- _TEXTAUSZUG_:
>>>>

Cosmas-Chronik  (Foto: Martina Schneibergová)
Die Ausstellung wird mit der sogenannten Cosmas-Chronik eingeleitet. Cosmas (1045-1125) war Kanoniker am Prager Domkapitel. Der Chronist bemühte sich, nicht nur alles, was geschah, zu notieren, sondern versuchte auch zu formulieren, worin der Sinn der tschechischen Geschichte besteht.

„In den ersten Absätzen der Chronik ist die bekannte Prophezeiung der mythischen böhmischen Fürstin Libuše (Libussa) zu lesen. Sie sagt darin, sie sehe eine Burg, deren Ruhm den Himmel berühren werde. Von dieser Burg aus würden zwei goldene Olivenbäume wachsen, der eine werde Václav (Wenzel) und der andere Vojtěch (Adalbert) heißen. Das hat der Chronist vor fast 1000 Jahren niedergeschrieben. Cosmas hat hier auf der Burg gelebt, er passierte also genau den Ort, an dem wir uns nun befinden, als er zu seinem Arbeitsplatz als Kanoniker ging.“

Fürstin Libuše  (Foto: Martina Schneibergová)
In den ersten Wochen der Ausstellung wird in der Reitschule ein alter Druck der Cosmas-Chronik ausgestellt, der aus der Bibliothek der Burg Křivoklát / Pürglitz stammt. Danach wird dort einige Tage lang die älteste Version der Chronik zu sehen sein, die sogenannte „Bautzener Handschrift“ aus dem 13. Jahrhundert, die im Nationalarchiv aufbewahrt wird. Die Chronik symbolisiert die Anfänge der Burgengeschichte, der frühmittelalterlichen slawischen Burgstätten sowie später des Burgensystems, auf das sich der junge Přemysliden-Staat stützte. Ergänzt wird das Buch durch große Gemälde, die Fürstin Libuše und ihren Mann Přemysl den Pflüger zeigen. Petr Pavelec:

„Das sind Gemälde aus den sogenannten ´Herrscherzyklen´. Auf den Burgen und Schlössern wurden derartige Bilderzyklen schon immer gezeigt, um die Kontinuität der Herrscher zu demonstrieren.“

Foto: Martina Schneibergová
Ein weiterer Teil der Ausstellung zeigt verschiedene Aspekte des Lebens auf den Burgen zur Zeit, als sie ihren größten Aufschwung erlebten. Die Burgen galten als Verwaltungszentren, spielten eine wichtige Rolle bei der Verteidigung des Gebiets und erfüllten kirchliche sowie kulturelle Funktionen. Der Kurator:

„Zu sehen sind hier sehr wertvolle archäologische Funde von der Burg Landštejn / Landstein. Ausgestellt sind zudem einige Teile der Inneneinrichtung der mittelalterlichen Residenzen. Dazu gehört eine große Tapisserie, die schon fast aus der Renaissance stammt, sie hängt sonst im Schloss in Moravská Třebová / Mährisch Triebau. In Böhmen gibt es keine andere Tapisserie dieser Art.“



Brunnengitter aus dem Schloss in Jindřichův Hradec  (Foto: Martina Schneibergová)

<<<<

Führe den Text über die Burgenausstellung nach seinem letzten Satz fort. Die Zeilen danach haben mit dem Text über die Burgenausstellung nichts zu tun.

- _DATENAUSZUG_:
>>>>

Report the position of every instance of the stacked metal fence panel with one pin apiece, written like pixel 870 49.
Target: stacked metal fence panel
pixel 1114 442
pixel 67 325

<<<<

- _ERGEBNIS_:
Ein vergoldetes und bunt gefärbtes Brunnengitter aus dem Schloss in Jindřichův Hradec / Neuhaus symbolisiert den neuen Lebensstil in der Renaissance. Zu dieser Zeit mussten die Burgen keine Verteidigungsaufgaben mehr erfüllen. Sie verwandelten sich in prunkvolle Residenzen, die von Gärten und Wildgehegen umgeben waren. Das Gitter vom Schlosshof in Jindřichův Hradec gestaltete Schmied Andreas Anfang des 17. Jahrhunderts als Hochzeitsgeschenk für Jáchym von Hradec und Marie von Hohenzollern. Er schmückte das einzigartige Werk mit Engeln, fünfblättrigen Rosen und Tierfiguren. Weil das Original bis Mitte März in der Prager Ausstellung zu sehen ist, steht im Schlosshof bis dahin eine Kopie. Häufig suchten die Adeligen in Italien nach Inspiration, meint der Kurator:

Portrait von Graf Collalto von Paolo Veronese  (Foto: Martina Schneibergová)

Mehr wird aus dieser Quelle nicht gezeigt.